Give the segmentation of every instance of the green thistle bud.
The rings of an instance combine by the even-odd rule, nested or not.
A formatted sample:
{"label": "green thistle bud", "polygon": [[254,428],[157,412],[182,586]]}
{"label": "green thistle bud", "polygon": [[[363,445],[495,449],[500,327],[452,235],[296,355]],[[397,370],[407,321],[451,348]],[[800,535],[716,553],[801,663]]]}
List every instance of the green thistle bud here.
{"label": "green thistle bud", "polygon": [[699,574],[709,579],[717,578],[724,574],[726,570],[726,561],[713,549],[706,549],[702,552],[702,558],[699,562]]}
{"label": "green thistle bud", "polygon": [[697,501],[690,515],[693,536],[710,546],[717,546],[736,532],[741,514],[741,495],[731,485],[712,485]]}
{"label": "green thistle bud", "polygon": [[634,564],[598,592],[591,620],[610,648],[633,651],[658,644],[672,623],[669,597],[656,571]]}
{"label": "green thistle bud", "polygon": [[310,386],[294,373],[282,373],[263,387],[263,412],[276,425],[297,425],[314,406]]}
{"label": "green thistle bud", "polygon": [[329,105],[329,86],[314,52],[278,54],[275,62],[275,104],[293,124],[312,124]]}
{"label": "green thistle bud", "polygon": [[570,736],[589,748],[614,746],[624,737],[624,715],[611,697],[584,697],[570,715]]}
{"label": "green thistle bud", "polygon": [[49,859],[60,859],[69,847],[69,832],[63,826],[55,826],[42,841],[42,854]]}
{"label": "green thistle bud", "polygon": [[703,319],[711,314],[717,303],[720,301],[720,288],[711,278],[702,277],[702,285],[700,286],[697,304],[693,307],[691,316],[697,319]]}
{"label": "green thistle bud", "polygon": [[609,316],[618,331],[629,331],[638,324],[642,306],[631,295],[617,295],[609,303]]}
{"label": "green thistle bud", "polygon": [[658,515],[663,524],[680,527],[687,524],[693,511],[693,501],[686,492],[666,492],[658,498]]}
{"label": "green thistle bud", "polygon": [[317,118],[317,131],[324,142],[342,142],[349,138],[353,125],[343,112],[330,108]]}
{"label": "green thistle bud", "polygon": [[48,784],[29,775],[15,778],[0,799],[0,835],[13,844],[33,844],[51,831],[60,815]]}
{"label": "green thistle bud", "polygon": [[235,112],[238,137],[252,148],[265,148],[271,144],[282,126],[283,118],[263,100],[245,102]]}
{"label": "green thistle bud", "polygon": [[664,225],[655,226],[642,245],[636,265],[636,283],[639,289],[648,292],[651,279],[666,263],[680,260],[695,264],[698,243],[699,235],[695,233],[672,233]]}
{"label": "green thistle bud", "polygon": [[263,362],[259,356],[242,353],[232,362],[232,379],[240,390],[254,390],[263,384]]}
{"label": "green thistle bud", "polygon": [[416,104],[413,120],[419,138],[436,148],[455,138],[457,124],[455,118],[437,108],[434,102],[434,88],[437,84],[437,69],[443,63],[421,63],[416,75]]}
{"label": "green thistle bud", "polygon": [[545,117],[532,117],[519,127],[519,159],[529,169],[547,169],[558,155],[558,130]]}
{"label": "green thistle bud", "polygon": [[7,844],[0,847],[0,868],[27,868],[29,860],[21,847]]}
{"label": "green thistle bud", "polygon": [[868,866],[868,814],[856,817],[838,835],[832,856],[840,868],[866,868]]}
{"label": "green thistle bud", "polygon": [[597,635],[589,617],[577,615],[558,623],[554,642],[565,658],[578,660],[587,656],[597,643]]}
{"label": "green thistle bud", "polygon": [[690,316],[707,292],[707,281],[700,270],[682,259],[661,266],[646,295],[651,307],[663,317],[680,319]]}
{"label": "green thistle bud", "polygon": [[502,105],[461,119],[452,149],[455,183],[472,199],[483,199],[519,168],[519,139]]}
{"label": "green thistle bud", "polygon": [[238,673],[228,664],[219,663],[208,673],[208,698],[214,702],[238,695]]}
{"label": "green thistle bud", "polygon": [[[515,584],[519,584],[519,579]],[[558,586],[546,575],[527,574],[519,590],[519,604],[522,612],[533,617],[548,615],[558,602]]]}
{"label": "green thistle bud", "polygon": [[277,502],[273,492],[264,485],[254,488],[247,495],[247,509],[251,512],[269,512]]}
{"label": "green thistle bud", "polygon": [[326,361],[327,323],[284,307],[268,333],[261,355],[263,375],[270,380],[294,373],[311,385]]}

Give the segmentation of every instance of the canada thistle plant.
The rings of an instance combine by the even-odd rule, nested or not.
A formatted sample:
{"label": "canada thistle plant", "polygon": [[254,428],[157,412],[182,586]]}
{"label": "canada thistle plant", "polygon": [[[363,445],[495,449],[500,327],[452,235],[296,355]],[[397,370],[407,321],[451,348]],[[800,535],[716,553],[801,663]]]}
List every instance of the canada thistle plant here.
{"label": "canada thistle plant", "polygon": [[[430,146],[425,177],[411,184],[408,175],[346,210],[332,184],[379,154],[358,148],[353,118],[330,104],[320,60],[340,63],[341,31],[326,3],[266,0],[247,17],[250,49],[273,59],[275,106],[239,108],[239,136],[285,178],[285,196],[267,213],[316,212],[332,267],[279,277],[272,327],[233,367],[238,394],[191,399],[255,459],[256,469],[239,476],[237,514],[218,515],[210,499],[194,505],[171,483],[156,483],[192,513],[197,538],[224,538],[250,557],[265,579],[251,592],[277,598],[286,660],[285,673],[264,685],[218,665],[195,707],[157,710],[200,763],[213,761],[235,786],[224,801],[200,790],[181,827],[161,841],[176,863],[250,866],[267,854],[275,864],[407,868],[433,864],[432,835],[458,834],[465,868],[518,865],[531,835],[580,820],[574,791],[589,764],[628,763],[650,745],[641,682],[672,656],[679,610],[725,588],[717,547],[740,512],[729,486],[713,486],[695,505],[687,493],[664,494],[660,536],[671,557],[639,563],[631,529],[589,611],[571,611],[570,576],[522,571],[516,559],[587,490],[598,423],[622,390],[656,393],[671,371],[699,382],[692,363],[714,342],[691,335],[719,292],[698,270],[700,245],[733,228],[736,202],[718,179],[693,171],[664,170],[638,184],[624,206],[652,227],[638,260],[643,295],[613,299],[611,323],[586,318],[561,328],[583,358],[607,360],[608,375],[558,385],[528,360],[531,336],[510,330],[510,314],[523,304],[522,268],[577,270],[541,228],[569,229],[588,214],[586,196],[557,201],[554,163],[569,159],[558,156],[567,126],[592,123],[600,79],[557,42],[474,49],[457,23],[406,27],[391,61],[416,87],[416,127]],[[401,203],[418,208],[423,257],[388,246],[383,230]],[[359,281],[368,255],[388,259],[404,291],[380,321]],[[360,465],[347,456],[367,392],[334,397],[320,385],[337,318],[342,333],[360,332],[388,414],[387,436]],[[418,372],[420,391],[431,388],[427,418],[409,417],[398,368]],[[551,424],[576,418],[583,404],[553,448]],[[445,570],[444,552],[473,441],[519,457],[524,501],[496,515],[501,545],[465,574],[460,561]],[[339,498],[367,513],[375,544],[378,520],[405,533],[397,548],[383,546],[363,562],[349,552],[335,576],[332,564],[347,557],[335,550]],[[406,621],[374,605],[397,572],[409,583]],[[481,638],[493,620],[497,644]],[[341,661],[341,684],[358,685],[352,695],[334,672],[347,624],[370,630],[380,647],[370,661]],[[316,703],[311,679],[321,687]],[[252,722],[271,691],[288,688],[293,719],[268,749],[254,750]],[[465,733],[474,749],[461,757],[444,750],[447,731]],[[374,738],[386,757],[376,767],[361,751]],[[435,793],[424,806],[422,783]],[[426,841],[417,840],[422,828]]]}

(Aim): Rewrite all the items above as one numbered list with one line per entry, leaving out any blank lines.

(Exercise response):
1. Give the segmentation of every instance of the green thistle bud.
2. The rings of an instance combine by the even-odd rule, nested or not.
3. A formatted sample:
4. {"label": "green thistle bud", "polygon": [[254,428],[157,412],[182,586]]}
5. {"label": "green thistle bud", "polygon": [[[363,445],[495,449],[500,327],[452,235],[296,355]],[[397,370],[407,321],[451,348]],[[800,535],[716,553],[801,663]]]}
6. List every instance of the green thistle bud here.
7. {"label": "green thistle bud", "polygon": [[699,574],[709,579],[717,578],[724,574],[726,570],[726,561],[713,549],[706,549],[702,552],[702,558],[699,562]]}
8. {"label": "green thistle bud", "polygon": [[697,501],[690,515],[693,536],[710,546],[717,546],[736,532],[741,514],[741,495],[731,485],[712,485]]}
9. {"label": "green thistle bud", "polygon": [[634,564],[598,592],[591,620],[610,648],[633,651],[658,644],[672,623],[669,597],[656,571]]}
10. {"label": "green thistle bud", "polygon": [[310,386],[294,373],[282,373],[263,387],[263,412],[276,425],[297,425],[314,406]]}
11. {"label": "green thistle bud", "polygon": [[329,105],[329,86],[314,52],[278,54],[275,62],[275,104],[293,124],[312,124]]}
12. {"label": "green thistle bud", "polygon": [[570,736],[589,748],[614,746],[624,737],[624,715],[611,697],[584,697],[570,715]]}
13. {"label": "green thistle bud", "polygon": [[49,859],[60,859],[69,847],[69,832],[63,826],[55,826],[42,841],[42,854]]}
14. {"label": "green thistle bud", "polygon": [[703,319],[711,314],[717,303],[720,301],[720,288],[711,278],[702,277],[702,285],[700,286],[697,304],[693,307],[691,316],[697,319]]}
15. {"label": "green thistle bud", "polygon": [[609,316],[618,331],[629,331],[638,324],[642,306],[631,295],[617,295],[609,303]]}
16. {"label": "green thistle bud", "polygon": [[658,515],[663,524],[680,527],[687,524],[693,511],[693,501],[686,492],[666,492],[658,498]]}
17. {"label": "green thistle bud", "polygon": [[317,118],[317,131],[324,142],[342,142],[349,138],[353,125],[343,112],[330,108]]}
18. {"label": "green thistle bud", "polygon": [[48,784],[29,775],[15,778],[0,799],[0,835],[13,844],[33,844],[51,831],[60,815]]}
19. {"label": "green thistle bud", "polygon": [[235,112],[238,137],[252,148],[265,148],[271,144],[282,126],[283,118],[263,100],[245,102]]}
20. {"label": "green thistle bud", "polygon": [[664,225],[655,226],[642,245],[636,265],[636,283],[639,289],[648,292],[651,279],[666,263],[680,260],[695,264],[698,243],[699,235],[695,233],[672,233]]}
21. {"label": "green thistle bud", "polygon": [[263,362],[259,356],[242,353],[232,362],[232,379],[240,390],[254,390],[263,384]]}
22. {"label": "green thistle bud", "polygon": [[416,104],[413,120],[419,138],[436,148],[455,138],[457,124],[455,118],[437,108],[434,102],[434,88],[437,84],[437,69],[443,63],[421,63],[416,75]]}
23. {"label": "green thistle bud", "polygon": [[545,117],[532,117],[519,127],[519,159],[529,169],[547,169],[558,155],[558,130]]}
24. {"label": "green thistle bud", "polygon": [[7,844],[0,847],[0,868],[27,868],[29,860],[21,847]]}
25. {"label": "green thistle bud", "polygon": [[868,866],[868,814],[856,817],[838,835],[832,856],[840,868],[866,868]]}
26. {"label": "green thistle bud", "polygon": [[597,635],[589,617],[577,615],[558,623],[554,642],[565,658],[578,660],[587,656],[597,643]]}
27. {"label": "green thistle bud", "polygon": [[690,316],[707,292],[707,281],[700,270],[682,259],[661,266],[646,295],[651,307],[663,317],[680,319]]}
28. {"label": "green thistle bud", "polygon": [[502,105],[461,119],[452,149],[455,183],[472,199],[483,199],[519,168],[519,139]]}
29. {"label": "green thistle bud", "polygon": [[238,673],[228,664],[219,663],[208,673],[208,698],[214,702],[238,695]]}
30. {"label": "green thistle bud", "polygon": [[[515,584],[519,584],[519,579]],[[558,586],[546,575],[527,574],[519,590],[519,604],[522,612],[533,617],[548,615],[558,602]]]}
31. {"label": "green thistle bud", "polygon": [[277,502],[273,492],[264,485],[254,488],[247,495],[247,509],[251,512],[269,512]]}
32. {"label": "green thistle bud", "polygon": [[326,361],[327,323],[284,307],[268,333],[261,355],[263,375],[270,380],[294,373],[311,385]]}
33. Give the segmentation of every instance of the canada thistle plant.
34. The rings of an instance combine by the even-odd rule, nested or not.
35. A formatted sample:
36. {"label": "canada thistle plant", "polygon": [[254,428],[157,412],[182,586]]}
37. {"label": "canada thistle plant", "polygon": [[[363,445],[495,449],[500,327],[452,235],[296,355]],[[397,370],[407,321],[451,348]],[[800,535],[716,553],[801,663]]]}
38. List every instance of the canada thistle plant here.
39. {"label": "canada thistle plant", "polygon": [[[430,146],[425,177],[411,184],[408,175],[346,210],[332,184],[379,154],[358,148],[353,118],[330,104],[320,60],[340,63],[341,31],[326,3],[266,0],[247,17],[250,49],[273,59],[275,106],[239,108],[239,136],[285,178],[285,196],[267,213],[316,212],[332,267],[279,277],[272,327],[233,367],[238,394],[191,399],[255,459],[256,469],[239,476],[237,514],[218,515],[210,499],[194,505],[171,483],[156,483],[192,513],[197,538],[224,538],[250,557],[265,579],[251,592],[277,598],[286,660],[285,673],[264,685],[218,665],[195,707],[157,710],[200,763],[213,761],[235,786],[224,801],[200,790],[181,827],[161,841],[176,863],[250,866],[267,854],[275,864],[407,868],[433,864],[432,835],[458,834],[465,868],[518,865],[531,835],[580,820],[574,791],[589,764],[628,763],[650,745],[641,682],[672,656],[679,610],[725,588],[717,547],[740,512],[729,486],[713,486],[695,505],[687,493],[664,494],[660,536],[671,557],[639,563],[631,529],[589,611],[571,611],[570,576],[522,571],[516,559],[587,490],[598,423],[622,390],[656,393],[671,371],[699,382],[692,363],[714,342],[691,335],[719,292],[698,270],[700,245],[733,228],[736,202],[718,179],[693,171],[664,170],[638,184],[624,206],[652,227],[638,260],[643,295],[613,299],[611,323],[586,318],[561,328],[583,358],[607,360],[608,375],[558,385],[528,360],[531,336],[510,330],[510,314],[523,304],[522,268],[577,270],[541,228],[569,229],[588,214],[586,196],[557,201],[554,163],[569,159],[558,156],[567,126],[592,123],[600,79],[557,42],[474,49],[457,23],[406,27],[391,61],[416,87],[416,127]],[[401,203],[418,208],[423,257],[388,246],[383,230]],[[359,281],[368,255],[388,259],[404,291],[380,321]],[[360,465],[347,456],[367,392],[334,397],[320,385],[337,318],[342,333],[360,332],[388,414],[387,436]],[[418,372],[420,391],[431,388],[427,418],[409,417],[398,368]],[[551,424],[576,418],[583,404],[553,448]],[[445,570],[444,552],[473,441],[519,457],[524,501],[496,515],[501,545],[465,574],[460,561]],[[339,498],[367,513],[375,544],[378,520],[405,533],[397,548],[383,546],[363,562],[349,552],[335,576],[332,564],[347,557],[335,550]],[[406,621],[374,605],[397,572],[409,583]],[[481,638],[493,620],[497,644]],[[341,661],[341,684],[358,685],[352,695],[334,672],[347,624],[370,630],[380,647],[370,661]],[[316,703],[311,679],[321,687]],[[252,722],[271,691],[288,688],[293,719],[268,749],[254,750]],[[465,733],[474,749],[461,757],[444,750],[447,731]],[[374,738],[386,757],[376,767],[361,751]],[[435,793],[424,806],[422,783]],[[426,841],[417,840],[422,828]]]}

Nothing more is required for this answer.